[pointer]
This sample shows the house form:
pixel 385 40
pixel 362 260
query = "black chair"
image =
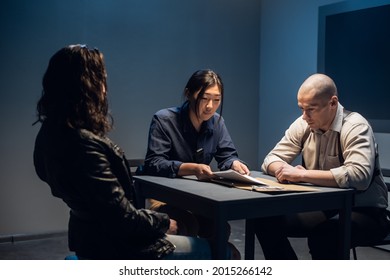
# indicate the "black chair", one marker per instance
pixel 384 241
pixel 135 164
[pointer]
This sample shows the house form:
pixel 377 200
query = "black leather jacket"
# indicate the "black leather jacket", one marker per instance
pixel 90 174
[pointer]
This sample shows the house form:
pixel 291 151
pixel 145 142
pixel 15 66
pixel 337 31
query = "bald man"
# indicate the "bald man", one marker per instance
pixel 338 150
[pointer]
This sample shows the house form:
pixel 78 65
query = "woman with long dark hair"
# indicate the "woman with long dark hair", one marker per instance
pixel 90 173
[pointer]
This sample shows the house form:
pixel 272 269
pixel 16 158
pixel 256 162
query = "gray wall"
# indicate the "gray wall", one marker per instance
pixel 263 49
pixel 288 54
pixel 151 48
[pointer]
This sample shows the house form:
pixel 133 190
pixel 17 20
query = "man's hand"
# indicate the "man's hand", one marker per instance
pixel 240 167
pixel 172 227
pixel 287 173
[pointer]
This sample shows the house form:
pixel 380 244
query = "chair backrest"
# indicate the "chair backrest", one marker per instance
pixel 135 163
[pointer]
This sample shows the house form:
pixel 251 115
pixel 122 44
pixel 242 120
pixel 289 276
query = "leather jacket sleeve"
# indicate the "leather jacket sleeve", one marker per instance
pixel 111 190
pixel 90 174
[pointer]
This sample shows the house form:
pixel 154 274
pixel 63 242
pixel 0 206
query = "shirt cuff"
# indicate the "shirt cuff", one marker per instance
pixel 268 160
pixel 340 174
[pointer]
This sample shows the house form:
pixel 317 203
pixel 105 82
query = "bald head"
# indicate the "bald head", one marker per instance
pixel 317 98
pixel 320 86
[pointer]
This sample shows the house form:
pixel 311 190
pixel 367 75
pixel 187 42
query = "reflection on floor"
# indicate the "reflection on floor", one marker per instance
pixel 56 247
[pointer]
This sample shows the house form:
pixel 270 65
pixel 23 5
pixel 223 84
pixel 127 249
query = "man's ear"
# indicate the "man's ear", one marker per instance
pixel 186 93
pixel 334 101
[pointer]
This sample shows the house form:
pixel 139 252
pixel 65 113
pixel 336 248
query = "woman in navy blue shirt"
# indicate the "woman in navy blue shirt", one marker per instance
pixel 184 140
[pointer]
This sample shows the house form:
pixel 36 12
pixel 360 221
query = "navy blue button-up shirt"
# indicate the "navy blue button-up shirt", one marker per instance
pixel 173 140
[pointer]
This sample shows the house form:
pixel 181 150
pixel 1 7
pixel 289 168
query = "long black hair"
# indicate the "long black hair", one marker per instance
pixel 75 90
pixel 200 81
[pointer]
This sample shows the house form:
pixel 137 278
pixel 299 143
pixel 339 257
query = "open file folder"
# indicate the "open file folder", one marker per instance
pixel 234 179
====================
◆ **Short task**
Extract each line of the data above that contains the string "blue".

◆ **Response for this exercise**
query = "woman in navy blue shirt"
# indicate the "woman in navy blue shirt", one marker per instance
query = "navy blue button-up shirt"
# indicate the "navy blue button-up shirt", one marker per instance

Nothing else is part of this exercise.